## Exercise:
Rewrite the stretch from the line containing "Provide the segmentation of every instance of the child's" through the line containing "350), (262, 302)]" below, changing "tuples" to "pairs" and leaving everything else as it is. Return only those lines, and leave out the picture.

## Working data:
────
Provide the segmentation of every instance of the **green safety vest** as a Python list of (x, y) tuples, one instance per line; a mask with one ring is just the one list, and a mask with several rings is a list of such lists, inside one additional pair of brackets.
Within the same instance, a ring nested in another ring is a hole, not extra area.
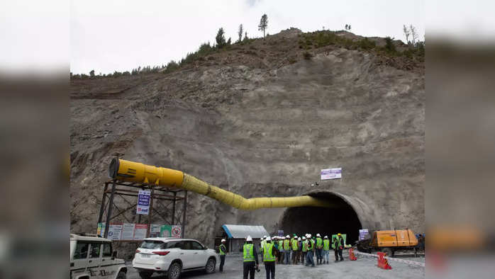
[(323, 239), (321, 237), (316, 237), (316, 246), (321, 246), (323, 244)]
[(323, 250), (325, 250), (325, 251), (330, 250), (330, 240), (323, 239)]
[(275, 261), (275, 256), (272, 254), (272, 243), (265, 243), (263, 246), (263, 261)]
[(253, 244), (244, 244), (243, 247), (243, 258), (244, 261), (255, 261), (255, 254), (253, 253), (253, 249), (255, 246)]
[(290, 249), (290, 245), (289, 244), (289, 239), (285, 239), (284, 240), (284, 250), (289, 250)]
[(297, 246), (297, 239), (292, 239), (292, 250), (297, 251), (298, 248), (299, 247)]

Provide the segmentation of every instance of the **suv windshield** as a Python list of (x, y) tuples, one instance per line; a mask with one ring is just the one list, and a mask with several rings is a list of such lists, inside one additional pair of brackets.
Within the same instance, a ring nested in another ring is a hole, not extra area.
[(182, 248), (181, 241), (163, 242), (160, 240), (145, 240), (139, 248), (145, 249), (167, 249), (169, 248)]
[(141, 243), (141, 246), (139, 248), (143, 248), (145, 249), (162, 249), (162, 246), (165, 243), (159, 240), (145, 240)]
────
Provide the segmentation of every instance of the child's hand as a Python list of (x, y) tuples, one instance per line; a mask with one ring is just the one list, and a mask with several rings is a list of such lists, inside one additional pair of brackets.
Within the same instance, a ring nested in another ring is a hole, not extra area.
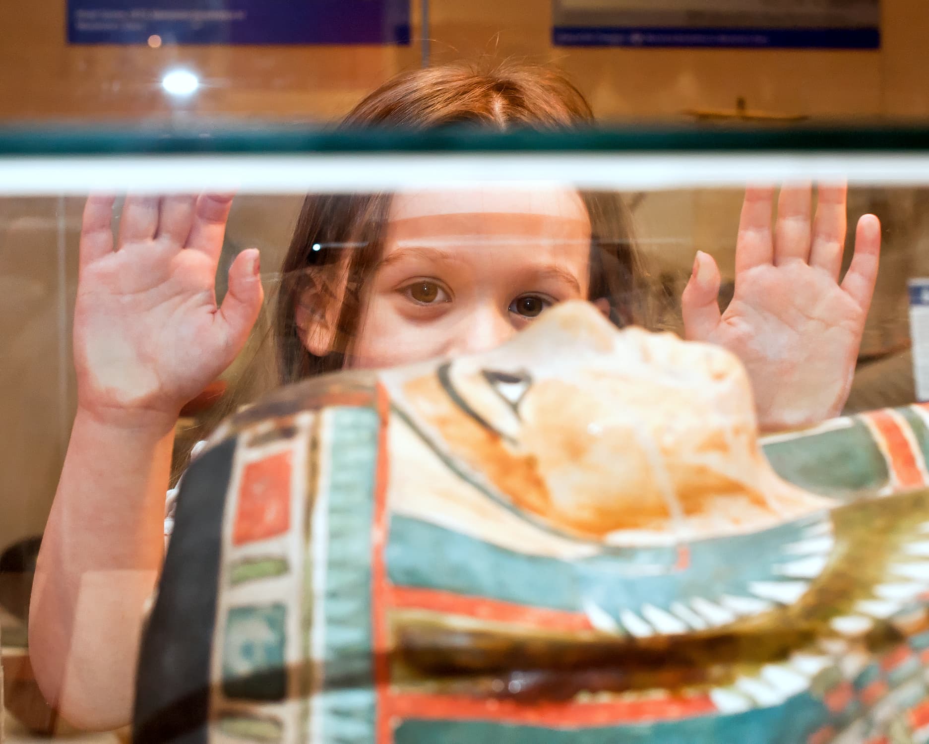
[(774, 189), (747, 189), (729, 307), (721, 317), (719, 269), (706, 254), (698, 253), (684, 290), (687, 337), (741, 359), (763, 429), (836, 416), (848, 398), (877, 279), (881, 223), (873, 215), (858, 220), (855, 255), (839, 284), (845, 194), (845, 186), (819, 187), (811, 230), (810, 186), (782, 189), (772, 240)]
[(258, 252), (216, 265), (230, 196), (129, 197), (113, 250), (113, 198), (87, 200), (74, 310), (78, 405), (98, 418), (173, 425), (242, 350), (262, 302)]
────
## In response:
Provide the segmentation of every instance of the child's hand as a Python list of (x, y) pairs, one instance per line; a mask with one ring is just the one list, and a mask with several rings is a list of such lists, inside one additional pair of brackets.
Within the same instance, a ring nested in another ring is a hole, not extra area.
[(774, 189), (747, 189), (729, 307), (721, 317), (719, 269), (706, 254), (698, 253), (684, 290), (687, 337), (741, 359), (763, 429), (836, 416), (848, 398), (877, 279), (881, 223), (873, 215), (858, 220), (855, 255), (839, 284), (845, 194), (845, 186), (819, 187), (811, 230), (810, 186), (782, 189), (772, 240)]
[(258, 252), (216, 265), (230, 196), (129, 197), (113, 250), (113, 198), (87, 200), (74, 310), (78, 405), (98, 418), (173, 425), (242, 350), (262, 302)]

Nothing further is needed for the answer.